What the task requires ▸
The response must consist of the lines below from the one with "Task: locate the windshield, a" through the one with "Example: <point>148,224</point>", exactly as they appear and with both ends kept.

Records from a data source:
---*---

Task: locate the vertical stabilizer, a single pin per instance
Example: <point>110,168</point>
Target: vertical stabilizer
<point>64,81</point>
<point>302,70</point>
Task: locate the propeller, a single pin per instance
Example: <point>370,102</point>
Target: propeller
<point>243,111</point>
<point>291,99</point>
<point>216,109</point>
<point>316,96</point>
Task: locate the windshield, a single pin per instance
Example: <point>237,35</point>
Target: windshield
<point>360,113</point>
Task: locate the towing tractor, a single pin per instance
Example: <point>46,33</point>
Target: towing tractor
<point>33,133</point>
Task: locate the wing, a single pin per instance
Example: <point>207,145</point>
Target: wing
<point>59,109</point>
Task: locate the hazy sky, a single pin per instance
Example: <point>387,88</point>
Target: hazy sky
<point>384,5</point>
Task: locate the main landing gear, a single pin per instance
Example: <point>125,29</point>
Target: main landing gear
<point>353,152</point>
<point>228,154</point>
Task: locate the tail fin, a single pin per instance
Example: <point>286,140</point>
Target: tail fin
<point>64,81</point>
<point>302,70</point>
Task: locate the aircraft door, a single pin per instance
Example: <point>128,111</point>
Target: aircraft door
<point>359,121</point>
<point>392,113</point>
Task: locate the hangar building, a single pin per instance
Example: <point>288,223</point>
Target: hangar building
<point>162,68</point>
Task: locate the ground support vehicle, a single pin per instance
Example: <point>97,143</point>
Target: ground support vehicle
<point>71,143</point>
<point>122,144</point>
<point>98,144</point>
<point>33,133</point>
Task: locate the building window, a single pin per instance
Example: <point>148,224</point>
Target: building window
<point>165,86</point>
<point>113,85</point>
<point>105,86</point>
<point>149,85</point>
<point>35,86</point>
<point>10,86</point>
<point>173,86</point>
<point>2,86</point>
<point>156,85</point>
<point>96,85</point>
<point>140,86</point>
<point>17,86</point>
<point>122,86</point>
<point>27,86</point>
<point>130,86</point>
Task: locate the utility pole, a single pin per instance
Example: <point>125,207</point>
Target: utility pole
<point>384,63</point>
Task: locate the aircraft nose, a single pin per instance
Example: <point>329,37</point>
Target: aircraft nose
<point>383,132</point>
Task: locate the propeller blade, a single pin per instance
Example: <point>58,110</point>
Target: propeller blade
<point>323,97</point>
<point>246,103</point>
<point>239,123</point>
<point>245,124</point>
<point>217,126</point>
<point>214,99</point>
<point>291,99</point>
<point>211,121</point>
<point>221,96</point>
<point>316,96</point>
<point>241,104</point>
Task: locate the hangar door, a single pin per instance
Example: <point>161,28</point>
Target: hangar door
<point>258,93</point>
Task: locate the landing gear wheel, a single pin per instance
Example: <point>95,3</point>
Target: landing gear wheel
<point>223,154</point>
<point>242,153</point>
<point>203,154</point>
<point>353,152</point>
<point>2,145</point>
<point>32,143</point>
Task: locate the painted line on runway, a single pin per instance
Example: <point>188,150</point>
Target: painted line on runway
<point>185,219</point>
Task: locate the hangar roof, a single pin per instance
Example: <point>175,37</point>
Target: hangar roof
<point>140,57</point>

---*---

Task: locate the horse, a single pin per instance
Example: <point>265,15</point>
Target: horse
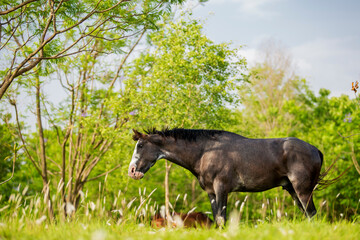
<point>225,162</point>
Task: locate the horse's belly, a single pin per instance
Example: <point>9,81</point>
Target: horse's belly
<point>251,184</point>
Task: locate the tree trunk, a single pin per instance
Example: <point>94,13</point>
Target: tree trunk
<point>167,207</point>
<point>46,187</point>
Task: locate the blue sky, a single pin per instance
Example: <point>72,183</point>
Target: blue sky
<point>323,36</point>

---*---

Task answer ▸
Task: locate the windshield, a single pin per instance
Example: <point>237,35</point>
Target: windshield
<point>360,113</point>
Task: locate the towing tractor, a single pin per instance
Example: <point>46,33</point>
Target: towing tractor
<point>33,133</point>
Task: locate the wing, a single pin per instance
Example: <point>207,145</point>
Target: wing
<point>59,109</point>
Task: locate the hazy sky, a single pin per instance
Example: <point>387,88</point>
Target: hazy sky
<point>384,5</point>
Task: locate the main landing gear, a single pin per instance
Example: <point>125,29</point>
Target: main landing gear
<point>353,152</point>
<point>228,154</point>
Task: locate the tail fin, a single pin per instance
Example: <point>286,140</point>
Target: tail fin
<point>64,81</point>
<point>302,70</point>
Task: locate the aircraft door, a single pin per instance
Example: <point>128,111</point>
Target: aircraft door
<point>359,121</point>
<point>392,113</point>
Task: locate the hangar building, a single pin per instance
Example: <point>288,223</point>
Target: hangar building
<point>162,68</point>
Task: locate the ground support vehicle, a single pin per instance
Example: <point>97,143</point>
Target: ground support vehicle
<point>71,143</point>
<point>122,144</point>
<point>98,144</point>
<point>33,133</point>
Task: locate the building window, a single pin per instance
Example: <point>148,224</point>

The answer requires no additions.